**Required task**
Output the lines that follow exactly as they are.
══ Data lines
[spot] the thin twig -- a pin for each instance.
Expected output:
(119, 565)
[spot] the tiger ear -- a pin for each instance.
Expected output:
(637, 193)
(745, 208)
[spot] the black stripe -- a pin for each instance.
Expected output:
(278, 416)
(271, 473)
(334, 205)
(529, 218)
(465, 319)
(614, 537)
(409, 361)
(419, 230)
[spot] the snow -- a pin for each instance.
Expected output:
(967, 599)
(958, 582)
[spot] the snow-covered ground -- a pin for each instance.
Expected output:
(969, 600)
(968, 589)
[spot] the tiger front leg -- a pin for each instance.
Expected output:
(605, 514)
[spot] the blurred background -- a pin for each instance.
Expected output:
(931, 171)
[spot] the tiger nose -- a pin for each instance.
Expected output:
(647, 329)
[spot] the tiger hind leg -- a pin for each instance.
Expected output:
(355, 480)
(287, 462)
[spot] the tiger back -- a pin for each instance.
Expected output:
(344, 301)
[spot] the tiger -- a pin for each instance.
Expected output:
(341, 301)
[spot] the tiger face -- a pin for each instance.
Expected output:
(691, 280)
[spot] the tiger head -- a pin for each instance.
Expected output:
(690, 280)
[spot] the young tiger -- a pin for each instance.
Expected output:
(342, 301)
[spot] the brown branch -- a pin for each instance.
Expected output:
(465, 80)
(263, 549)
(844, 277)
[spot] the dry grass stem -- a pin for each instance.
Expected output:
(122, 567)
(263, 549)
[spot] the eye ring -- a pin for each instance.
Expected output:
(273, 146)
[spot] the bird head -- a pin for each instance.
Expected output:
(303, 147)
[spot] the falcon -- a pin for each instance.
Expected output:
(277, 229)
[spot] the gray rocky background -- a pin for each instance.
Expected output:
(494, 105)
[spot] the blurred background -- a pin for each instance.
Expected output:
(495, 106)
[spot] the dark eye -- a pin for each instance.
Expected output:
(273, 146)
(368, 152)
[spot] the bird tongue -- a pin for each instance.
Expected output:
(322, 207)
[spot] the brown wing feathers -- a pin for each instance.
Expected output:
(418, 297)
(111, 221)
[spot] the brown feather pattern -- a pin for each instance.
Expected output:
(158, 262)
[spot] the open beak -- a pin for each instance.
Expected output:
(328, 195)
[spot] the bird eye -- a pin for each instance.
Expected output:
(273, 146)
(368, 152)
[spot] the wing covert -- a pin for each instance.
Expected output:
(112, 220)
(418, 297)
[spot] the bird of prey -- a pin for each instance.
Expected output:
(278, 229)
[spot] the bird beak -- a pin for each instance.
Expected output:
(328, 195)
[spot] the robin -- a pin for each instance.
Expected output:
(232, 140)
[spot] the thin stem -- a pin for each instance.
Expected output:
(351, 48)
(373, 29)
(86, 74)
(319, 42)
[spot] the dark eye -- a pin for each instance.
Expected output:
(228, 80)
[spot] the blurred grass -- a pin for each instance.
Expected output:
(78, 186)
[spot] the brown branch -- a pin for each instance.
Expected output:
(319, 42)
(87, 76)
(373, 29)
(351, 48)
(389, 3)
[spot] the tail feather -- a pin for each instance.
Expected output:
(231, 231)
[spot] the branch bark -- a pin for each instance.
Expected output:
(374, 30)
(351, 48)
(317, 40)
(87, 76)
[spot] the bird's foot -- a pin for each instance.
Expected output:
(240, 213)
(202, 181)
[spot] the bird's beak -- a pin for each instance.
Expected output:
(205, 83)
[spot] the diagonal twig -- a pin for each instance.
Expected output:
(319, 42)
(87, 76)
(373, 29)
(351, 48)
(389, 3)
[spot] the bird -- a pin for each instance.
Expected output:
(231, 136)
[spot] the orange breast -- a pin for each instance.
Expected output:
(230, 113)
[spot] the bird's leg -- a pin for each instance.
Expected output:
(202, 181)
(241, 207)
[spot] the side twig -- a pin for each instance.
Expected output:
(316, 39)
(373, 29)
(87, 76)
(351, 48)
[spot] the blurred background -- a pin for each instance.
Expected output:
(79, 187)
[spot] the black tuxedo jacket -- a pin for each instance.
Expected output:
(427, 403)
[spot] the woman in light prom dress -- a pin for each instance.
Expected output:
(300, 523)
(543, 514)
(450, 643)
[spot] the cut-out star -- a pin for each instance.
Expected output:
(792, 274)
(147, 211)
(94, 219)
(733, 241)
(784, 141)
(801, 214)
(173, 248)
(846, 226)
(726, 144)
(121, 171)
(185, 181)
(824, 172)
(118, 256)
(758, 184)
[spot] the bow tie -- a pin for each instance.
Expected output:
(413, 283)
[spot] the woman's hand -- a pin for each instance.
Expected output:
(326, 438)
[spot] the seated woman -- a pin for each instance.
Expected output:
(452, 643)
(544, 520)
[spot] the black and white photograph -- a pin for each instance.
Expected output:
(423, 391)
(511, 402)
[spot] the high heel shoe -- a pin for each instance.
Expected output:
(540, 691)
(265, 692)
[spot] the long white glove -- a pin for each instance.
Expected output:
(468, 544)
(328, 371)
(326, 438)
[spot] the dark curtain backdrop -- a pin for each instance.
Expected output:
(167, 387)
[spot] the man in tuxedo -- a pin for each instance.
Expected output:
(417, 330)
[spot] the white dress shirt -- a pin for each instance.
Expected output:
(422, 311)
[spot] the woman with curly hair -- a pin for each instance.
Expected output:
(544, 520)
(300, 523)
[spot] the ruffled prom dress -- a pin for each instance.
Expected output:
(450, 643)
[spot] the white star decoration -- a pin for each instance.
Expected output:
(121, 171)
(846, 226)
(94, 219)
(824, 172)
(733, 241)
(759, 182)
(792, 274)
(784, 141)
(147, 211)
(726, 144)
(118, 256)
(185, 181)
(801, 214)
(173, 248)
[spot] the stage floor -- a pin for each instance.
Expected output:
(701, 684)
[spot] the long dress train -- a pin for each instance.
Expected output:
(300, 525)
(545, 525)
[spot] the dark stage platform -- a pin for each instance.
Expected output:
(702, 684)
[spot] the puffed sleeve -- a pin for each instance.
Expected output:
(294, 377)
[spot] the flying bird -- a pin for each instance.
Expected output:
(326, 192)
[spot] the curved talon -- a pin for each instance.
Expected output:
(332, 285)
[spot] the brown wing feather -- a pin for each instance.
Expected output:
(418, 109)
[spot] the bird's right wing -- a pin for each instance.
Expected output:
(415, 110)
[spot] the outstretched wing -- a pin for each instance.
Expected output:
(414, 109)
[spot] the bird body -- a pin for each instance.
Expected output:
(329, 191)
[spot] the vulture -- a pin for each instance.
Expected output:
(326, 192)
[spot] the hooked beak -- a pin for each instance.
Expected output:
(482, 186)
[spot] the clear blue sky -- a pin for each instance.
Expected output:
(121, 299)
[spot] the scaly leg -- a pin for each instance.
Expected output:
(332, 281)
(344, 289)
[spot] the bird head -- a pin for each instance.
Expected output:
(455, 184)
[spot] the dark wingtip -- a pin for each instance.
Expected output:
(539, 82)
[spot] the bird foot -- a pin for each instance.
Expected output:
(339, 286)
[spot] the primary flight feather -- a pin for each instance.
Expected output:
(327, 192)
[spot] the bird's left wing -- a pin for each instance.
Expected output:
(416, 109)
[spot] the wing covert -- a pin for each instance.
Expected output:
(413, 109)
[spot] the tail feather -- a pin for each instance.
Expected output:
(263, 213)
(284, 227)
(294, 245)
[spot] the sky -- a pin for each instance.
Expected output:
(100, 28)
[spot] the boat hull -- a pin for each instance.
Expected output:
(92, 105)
════
**Solved problem**
[spot] the thin twig -- a pin for each instance.
Expected output:
(119, 565)
[spot] the tiger ear -- a pin for each instance.
Expected output:
(637, 193)
(745, 208)
[spot] the black stripe -- a pin for each instance.
Expected output:
(278, 416)
(271, 473)
(334, 205)
(529, 218)
(465, 319)
(614, 537)
(409, 361)
(419, 230)
[spot] the snow -- a pin for each instance.
Expected output:
(967, 599)
(958, 582)
[spot] the snow-covered ground -- a pin for each instance.
Expected output:
(969, 600)
(968, 589)
[spot] the tiger front leg -- a pin for each instance.
Expected output:
(605, 514)
[spot] the blurred background -- a pin for each instance.
Expected output:
(931, 171)
[spot] the tiger nose -- a pin for each instance.
Expected output:
(647, 329)
[spot] the tiger hind leg -- a pin for each instance.
Expected output:
(355, 480)
(287, 462)
[spot] the tiger back -- a pin for each instance.
Expected output:
(344, 301)
[spot] the tiger -- a pin for each instance.
Expected output:
(341, 301)
[spot] the tiger face -- a pin for each instance.
Expected output:
(691, 280)
[spot] the tiger head -- a pin for each instance.
Expected output:
(690, 280)
[spot] the young tiger -- a pin for each instance.
Expected output:
(342, 301)
[spot] the brown branch -- a pin for each instance.
Expected output:
(465, 80)
(263, 549)
(844, 277)
[spot] the dry grass stem -- a pin for each instance.
Expected output:
(122, 567)
(263, 549)
[spot] the eye ring -- a pin for each instance.
Expected output:
(273, 146)
[spot] the bird head -- a pin for each instance.
Expected output:
(303, 147)
[spot] the falcon -- a pin for each instance.
Expected output:
(277, 229)
[spot] the gray rocky background -- a pin for each instance.
Expected output:
(494, 105)
[spot] the blurred background -- a pin for each instance.
Expected output:
(495, 106)
[spot] the dark eye -- a pin for each instance.
Expected output:
(273, 146)
(368, 152)
[spot] the bird tongue -- a pin for each instance.
Expected output:
(322, 207)
[spot] the brown wing feathers -- a pin for each instance.
Expected output:
(418, 297)
(111, 221)
[spot] the brown feather pattern -- a pin for each instance.
Expected output:
(158, 262)
[spot] the open beak -- a pin for each instance.
Expected output:
(328, 195)
[spot] the bird eye -- a pin for each instance.
Expected output:
(273, 146)
(368, 152)
[spot] the wing covert -- a pin for each instance.
Expected output:
(112, 220)
(418, 297)
[spot] the bird of prey -- a pin for each instance.
Expected output:
(278, 229)
[spot] the bird beak -- a pin for each instance.
Expected output:
(328, 195)
[spot] the robin -- a pin for each instance.
Expected output:
(232, 140)
[spot] the thin stem -- a pin for each instance.
Expected output:
(351, 48)
(373, 29)
(86, 74)
(319, 42)
[spot] the dark eye -- a pin for each instance.
Expected output:
(228, 80)
[spot] the blurred grass -- a pin for each instance.
Expected output:
(78, 186)
[spot] the brown branch -- a pin for each instance.
Expected output:
(319, 42)
(87, 76)
(373, 29)
(351, 48)
(389, 3)
[spot] the tail feather -- a pin for each instance.
Expected output:
(231, 231)
[spot] the branch bark -- a pin for each instance.
Expected output:
(374, 30)
(351, 48)
(317, 40)
(87, 76)
[spot] the bird's foot -- a pin for each instance.
Expected output:
(240, 213)
(202, 181)
[spot] the bird's beak -- a pin for each instance.
Expected output:
(205, 83)
[spot] the diagonal twig -- a pin for each instance.
Expected output:
(319, 42)
(87, 76)
(373, 29)
(351, 48)
(389, 3)
[spot] the bird -- a pin for each instance.
Expected output:
(231, 136)
[spot] the orange breast -- a pin for each instance.
Expected output:
(230, 113)
[spot] the bird's leg -- a pin for each instance.
Expected output:
(202, 181)
(241, 207)
[spot] the side twig -- a pin for each instance.
Expected output:
(316, 39)
(373, 29)
(87, 76)
(351, 48)
[spot] the blurred background -- a pin for each instance.
Expected output:
(79, 187)
[spot] the black tuxedo jacket -- a pin for each instance.
Expected output:
(427, 403)
[spot] the woman in light prom dress -- a pin for each instance.
Expected output:
(300, 523)
(543, 514)
(450, 643)
[spot] the cut-out star -- a pin for each instance.
Expected output:
(792, 274)
(147, 211)
(94, 219)
(733, 241)
(784, 141)
(801, 214)
(173, 248)
(846, 226)
(726, 144)
(121, 171)
(185, 181)
(824, 172)
(118, 256)
(758, 184)
[spot] the bow tie -- a pin for each instance.
Expected output:
(413, 283)
[spot] the woman's hand -- a pin for each instance.
Expected output:
(326, 438)
[spot] the seated woman -- a pin for each instance.
Expected output:
(452, 643)
(544, 520)
[spot] the black and white photograph -- a pin for each instance.
Expected output:
(423, 391)
(511, 402)
[spot] the high heel shoe -- a pin for each instance.
Expected output:
(540, 691)
(265, 692)
[spot] the long white glove -- a pin for each instance.
Expected output:
(468, 544)
(328, 371)
(326, 438)
[spot] the dark curtain backdrop -- a pin for each instance.
Expected output:
(167, 387)
[spot] the man in tuxedo -- a pin for each instance.
Expected output:
(417, 330)
[spot] the white dress shirt -- a pin for each instance.
Expected output:
(422, 311)
[spot] the woman with curly hair -- a pin for each instance.
Expected output:
(544, 520)
(300, 523)
[spot] the ruffled prom dress -- a pin for each instance.
Expected output:
(450, 643)
[spot] the white star decoration -- a pin for each instance.
Expected output:
(121, 171)
(846, 226)
(94, 219)
(824, 172)
(733, 241)
(759, 182)
(792, 274)
(784, 141)
(147, 211)
(726, 144)
(118, 256)
(185, 181)
(801, 214)
(173, 248)
[spot] the stage floor -- a pin for each instance.
Expected output:
(701, 684)
[spot] the long dress train -- a pin for each instance.
Expected output:
(300, 525)
(545, 525)
[spot] the dark stage platform -- a pin for each instance.
Expected output:
(702, 684)
[spot] the puffed sleeve -- a pin for each instance.
Expected output:
(294, 377)
[spot] the flying bird -- a pin for each instance.
Expected output:
(326, 192)
[spot] the curved talon -- a pin for each instance.
Expected output:
(332, 285)
[spot] the brown wing feather -- a pin for each instance.
Expected output:
(418, 109)
[spot] the bird's right wing -- a pin for each instance.
Expected output:
(415, 110)
[spot] the outstretched wing -- a pin for each instance.
Expected output:
(414, 109)
[spot] the bird body -- a pin for each instance.
Expected output:
(329, 191)
[spot] the vulture -- a pin for each instance.
Expected output:
(326, 192)
[spot] the hooked beak -- a pin for each instance.
Expected output:
(482, 186)
[spot] the clear blue sky -- a pin for each instance.
Expected output:
(121, 299)
[spot] the scaly leg -- a pin for each instance.
Expected output:
(332, 281)
(344, 289)
[spot] the bird head -- a pin for each instance.
Expected output:
(455, 184)
[spot] the dark wingtip -- a pin for each instance.
Expected output:
(539, 82)
[spot] the bird foot -- a pin for each instance.
Expected output:
(339, 286)
[spot] the primary flight feather -- a pin for each instance.
Expected output:
(327, 192)
[spot] the bird's left wing -- a pin for each instance.
Expected output:
(416, 109)
[spot] the wing covert -- a pin for each instance.
Expected output:
(413, 109)
[spot] the tail feather -- a pin for each instance.
Expected output:
(263, 213)
(284, 227)
(294, 245)
[spot] the sky -- a pin for each instance.
Expected output:
(100, 28)
[spot] the boat hull -- a pin for each instance.
Expected output:
(92, 105)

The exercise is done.